-------- Kutipan Terpilih

Mohon tunggu...
KOMENTAR
Politik

Selamat Datang Pemimpin Baru

24 Juli 2014   20:39 Diperbarui: 18 Juni 2015   05:21 655 1
Usai sudah perhelatan pemilihan presiden 2014 yang penuh haru biru. Menurutku inilah pilpres paling berwarna yang pernah aku saksikan. Berwarna dalam arti negatif. Betapa tidak, selama pelaksanaan pilpres sejak kampanye, pencoblosan sampai finalisasi rekapitulasi suara, sama sekali tidak tampak karakter masyarakat Indonesia yang konon ramah, sopan, penuh toleransi dan berbudaya tinggi. Demi merebut suara rakyat, yang ujung-ujungnya merebut kekuasaan, segala cara digunakan. Tak terbayangkan sebelumnya orang Indonesia yang notabene terpelajar dan mempunyai posisi terhormat bisa mengeluarkan cacian, makian, fitnah, serangan terhadap pribadi tanpa tedeng aling-aling. Sungguh semua itu adalah tontonan vulgar yang tidak layak ditonton dan dicontoh.

----------------

• Tujuan A: Sebutkan semua sifat masyarakat Indonesia yang konon dimilikinya tetapi sama sekali tidak tampak selama pilpres, menurut kutipan tentang pemilihan presiden 2014 ini.
Data ini sama sekali tidak berkaitan dengan kutipan di atas.

-------- Data Tersedia

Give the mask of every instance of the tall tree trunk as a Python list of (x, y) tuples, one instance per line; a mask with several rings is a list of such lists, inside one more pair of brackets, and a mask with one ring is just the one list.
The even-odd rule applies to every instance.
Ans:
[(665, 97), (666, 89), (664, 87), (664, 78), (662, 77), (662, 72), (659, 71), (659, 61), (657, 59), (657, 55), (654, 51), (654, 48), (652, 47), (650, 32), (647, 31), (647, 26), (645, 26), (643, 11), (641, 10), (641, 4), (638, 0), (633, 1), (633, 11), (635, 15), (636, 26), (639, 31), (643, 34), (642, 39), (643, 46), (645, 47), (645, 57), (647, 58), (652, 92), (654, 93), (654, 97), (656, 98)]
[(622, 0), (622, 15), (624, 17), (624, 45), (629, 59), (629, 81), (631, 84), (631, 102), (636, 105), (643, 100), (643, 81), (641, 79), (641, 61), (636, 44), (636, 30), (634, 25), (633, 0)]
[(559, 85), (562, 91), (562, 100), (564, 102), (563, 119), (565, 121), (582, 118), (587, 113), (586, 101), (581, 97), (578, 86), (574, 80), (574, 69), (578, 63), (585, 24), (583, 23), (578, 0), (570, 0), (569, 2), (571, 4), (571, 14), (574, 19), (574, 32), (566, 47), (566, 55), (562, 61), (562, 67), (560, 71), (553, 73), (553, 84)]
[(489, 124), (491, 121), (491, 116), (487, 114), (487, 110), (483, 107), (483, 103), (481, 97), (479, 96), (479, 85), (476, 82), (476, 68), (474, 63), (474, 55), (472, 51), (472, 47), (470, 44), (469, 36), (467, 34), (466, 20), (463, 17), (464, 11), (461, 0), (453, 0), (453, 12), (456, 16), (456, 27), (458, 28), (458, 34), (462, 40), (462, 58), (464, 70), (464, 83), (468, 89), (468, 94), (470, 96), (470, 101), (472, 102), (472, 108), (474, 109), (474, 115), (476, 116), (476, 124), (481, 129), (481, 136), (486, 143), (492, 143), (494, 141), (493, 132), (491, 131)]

----------------

• Tujuan B: Ganti "tall tree trunk" dengan "thick tree trunk" pada baris-baris data, mulai dari awal data hingga baris yang memuat "73), (553, 84)]" (baris itu ikut dihitung). Tuliskan kembali baris-baris tersebut tanpa perubahan lain.

• Jawaban A: Ramah, sopan, penuh toleransi, dan berbudaya tinggi.

• Jawaban B:
Give the mask of every instance of the thick tree trunk as a Python list of (x, y) tuples, one instance per line; a mask with several rings is a list of such lists, inside one more pair of brackets, and a mask with one ring is just the one list.
The even-odd rule applies to every instance.
Ans:
[(665, 97), (666, 89), (664, 87), (664, 78), (662, 77), (662, 72), (659, 71), (659, 61), (657, 59), (657, 55), (654, 51), (654, 48), (652, 47), (650, 32), (647, 31), (647, 26), (645, 26), (643, 11), (641, 10), (641, 4), (638, 0), (633, 1), (633, 11), (635, 15), (636, 26), (639, 31), (643, 34), (642, 39), (643, 46), (645, 47), (645, 57), (647, 58), (652, 92), (654, 93), (654, 97), (656, 98)]
[(622, 0), (622, 15), (624, 17), (624, 45), (629, 59), (629, 81), (631, 84), (631, 102), (636, 105), (643, 100), (643, 81), (641, 79), (641, 61), (636, 44), (636, 30), (634, 25), (633, 0)]
[(559, 85), (562, 91), (562, 100), (564, 102), (563, 119), (565, 121), (582, 118), (587, 113), (586, 101), (581, 97), (578, 86), (574, 80), (574, 69), (578, 63), (585, 24), (583, 23), (578, 0), (570, 0), (569, 2), (571, 4), (571, 14), (574, 19), (574, 32), (566, 47), (566, 55), (562, 61), (562, 67), (560, 71), (553, 73), (553, 84)]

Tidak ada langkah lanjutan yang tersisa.